Given instruction 1> Name each column the catalog diagram in the AWS Glue page lists for the "orders" table, together with its data type.
Given instruction 2> Transcribe the stretch of the AWS Glue page from "AWS Glue is" through "only — tiny, cheap)".

Extract>
···

AWS Glue

AWS Glue — serverless ETL and data cataloging service. Covers Glue Data Catalog, Crawlers, ETL jobs, DataBrew, and how Glue fits into the AWS data lake and analytics ecosystem.

Overview

AWS Glue is a serverless data integration service with two distinct and independent functions — a Data Catalog (metadata repository) and an ETL engine (Apache Spark-based data transformation). Both functions are independent and can be used separately or together.

The simplest mental model:

"Glue Catalog" = the map  →  describes WHERE data is and WHAT shape it's in
"Glue ETL"     = the truck →  moves and transforms the data itself

How Glue Works Under the Hood

Glue never copies or stores actual data. It only reads and stores metadata — descriptions of the data.

The Glue Data Catalog is a library index, not a library

Glue Data Catalog (metadata only — tiny, cheap)
├── Database: "analytics"
│   ├── Table: "orders"
│   │   ├── column: id        → INT
│   │   ├── column: amount    → DECIMAL
│   │   ├── column: date      → STRING
│   │   ├── location: s3://my-bucket/orders/   ← a pointer, not a copy
│   │   └── format: parquet
│   └── Table: "customers"
│       └── location: s3://my-bucket/customers/

The Catalog holds the schema and the S3 location. The actual data stays exactly where it was.

When Athena runs SELECT * FROM analytics.orders:

Athena looks up orders in the Glue Catalog → gets the S3 path and column types
Athena goes directly to S3 to read the actual Parquet files
Results returned — Glue Catalog was only consulted for the schema, never touched the data

What the Crawler actually does

A Crawler does not import or replicate data. It:

Connects to the data source (S3, RDS via JDBC, DynamoDB, etc.)

···

Data section>
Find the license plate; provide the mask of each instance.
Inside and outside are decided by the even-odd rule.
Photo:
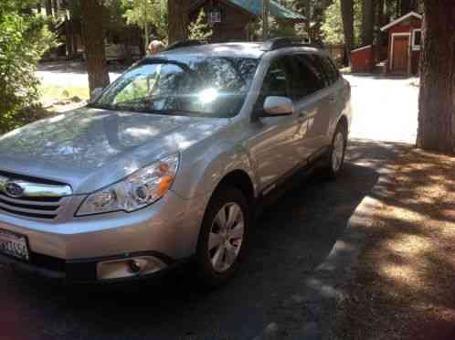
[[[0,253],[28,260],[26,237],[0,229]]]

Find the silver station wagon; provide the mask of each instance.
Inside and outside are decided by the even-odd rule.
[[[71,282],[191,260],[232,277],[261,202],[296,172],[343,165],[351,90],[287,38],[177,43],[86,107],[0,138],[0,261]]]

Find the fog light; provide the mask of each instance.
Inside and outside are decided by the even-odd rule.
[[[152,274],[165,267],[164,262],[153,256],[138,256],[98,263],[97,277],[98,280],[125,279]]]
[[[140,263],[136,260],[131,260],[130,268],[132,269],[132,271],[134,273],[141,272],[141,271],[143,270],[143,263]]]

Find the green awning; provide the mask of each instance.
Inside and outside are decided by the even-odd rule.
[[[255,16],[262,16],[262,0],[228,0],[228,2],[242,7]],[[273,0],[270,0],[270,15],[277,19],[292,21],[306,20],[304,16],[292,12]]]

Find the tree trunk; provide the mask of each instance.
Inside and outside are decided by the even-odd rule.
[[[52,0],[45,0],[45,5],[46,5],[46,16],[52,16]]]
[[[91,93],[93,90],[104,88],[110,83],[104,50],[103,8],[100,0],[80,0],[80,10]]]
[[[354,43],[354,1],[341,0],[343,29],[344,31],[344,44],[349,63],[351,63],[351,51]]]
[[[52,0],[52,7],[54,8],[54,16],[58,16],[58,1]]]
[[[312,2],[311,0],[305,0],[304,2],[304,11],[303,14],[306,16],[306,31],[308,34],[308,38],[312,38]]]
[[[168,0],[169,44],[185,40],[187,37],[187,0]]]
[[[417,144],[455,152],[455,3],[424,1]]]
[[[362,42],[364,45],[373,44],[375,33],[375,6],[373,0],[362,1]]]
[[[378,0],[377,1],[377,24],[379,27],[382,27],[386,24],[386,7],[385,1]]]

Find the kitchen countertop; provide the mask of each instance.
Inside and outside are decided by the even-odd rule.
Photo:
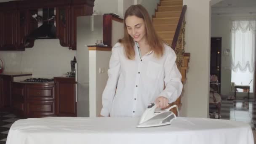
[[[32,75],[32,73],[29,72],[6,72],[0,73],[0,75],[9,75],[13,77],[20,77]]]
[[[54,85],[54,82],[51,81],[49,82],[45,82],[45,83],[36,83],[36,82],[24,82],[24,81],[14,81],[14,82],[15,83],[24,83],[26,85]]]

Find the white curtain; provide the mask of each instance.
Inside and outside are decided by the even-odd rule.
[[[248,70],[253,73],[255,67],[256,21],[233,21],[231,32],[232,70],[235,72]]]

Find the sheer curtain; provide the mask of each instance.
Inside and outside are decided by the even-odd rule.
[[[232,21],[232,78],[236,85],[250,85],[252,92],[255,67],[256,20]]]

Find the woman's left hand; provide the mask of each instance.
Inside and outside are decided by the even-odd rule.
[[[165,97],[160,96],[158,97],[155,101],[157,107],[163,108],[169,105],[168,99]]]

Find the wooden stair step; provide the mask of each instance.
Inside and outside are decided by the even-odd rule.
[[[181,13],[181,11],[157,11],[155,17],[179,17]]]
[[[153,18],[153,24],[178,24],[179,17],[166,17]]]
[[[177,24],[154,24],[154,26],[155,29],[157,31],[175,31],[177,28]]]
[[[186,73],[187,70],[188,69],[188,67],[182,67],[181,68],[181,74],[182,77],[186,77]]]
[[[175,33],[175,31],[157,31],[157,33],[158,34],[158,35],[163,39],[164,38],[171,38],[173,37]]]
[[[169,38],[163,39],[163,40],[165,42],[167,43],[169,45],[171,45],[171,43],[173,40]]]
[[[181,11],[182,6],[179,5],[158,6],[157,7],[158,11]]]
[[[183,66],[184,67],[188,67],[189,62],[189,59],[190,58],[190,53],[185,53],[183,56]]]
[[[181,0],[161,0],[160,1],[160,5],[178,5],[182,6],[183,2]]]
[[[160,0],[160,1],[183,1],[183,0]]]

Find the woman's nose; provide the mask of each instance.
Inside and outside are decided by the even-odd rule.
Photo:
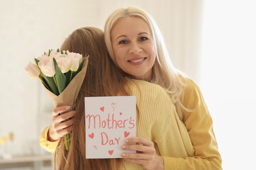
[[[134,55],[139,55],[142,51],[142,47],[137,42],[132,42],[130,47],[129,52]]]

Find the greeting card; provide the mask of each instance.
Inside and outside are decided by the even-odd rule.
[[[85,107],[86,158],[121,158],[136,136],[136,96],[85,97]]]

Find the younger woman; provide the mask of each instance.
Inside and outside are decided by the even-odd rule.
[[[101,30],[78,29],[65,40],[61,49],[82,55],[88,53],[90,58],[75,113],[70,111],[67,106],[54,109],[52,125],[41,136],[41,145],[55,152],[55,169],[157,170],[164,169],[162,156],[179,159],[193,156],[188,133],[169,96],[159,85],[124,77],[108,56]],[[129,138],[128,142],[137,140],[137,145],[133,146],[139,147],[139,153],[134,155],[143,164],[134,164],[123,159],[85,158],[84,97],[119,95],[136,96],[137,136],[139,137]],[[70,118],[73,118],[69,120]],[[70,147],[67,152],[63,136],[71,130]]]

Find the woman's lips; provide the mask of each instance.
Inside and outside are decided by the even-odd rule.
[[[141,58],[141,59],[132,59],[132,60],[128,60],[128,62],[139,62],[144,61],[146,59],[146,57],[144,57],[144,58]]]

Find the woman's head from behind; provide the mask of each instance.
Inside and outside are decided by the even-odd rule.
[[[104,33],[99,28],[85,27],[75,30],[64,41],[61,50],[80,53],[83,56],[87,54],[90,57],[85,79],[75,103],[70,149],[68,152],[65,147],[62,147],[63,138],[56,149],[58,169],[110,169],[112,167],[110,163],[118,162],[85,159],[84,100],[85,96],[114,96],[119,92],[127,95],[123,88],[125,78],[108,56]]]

···

Written reply 1>
id: INT
amount: DECIMAL
date: STRING

Written reply 2>
AWS Glue is a serverless data integration service with two distinct and independent functions — a Data Catalog (metadata repository) and an ETL engine (Apache Spark-based data transformation). Both functions are independent and can be used separately or together.

The simplest mental model:

"Glue Catalog" = the map  →  describes WHERE data is and WHAT shape it's in
"Glue ETL"     = the truck →  moves and transforms the data itself

How Glue Works Under the Hood

Glue never copies or stores actual data. It only reads and stores metadata — descriptions of the data.

The Glue Data Catalog is a library index, not a library

Glue Data Catalog (metadata only — tiny, cheap)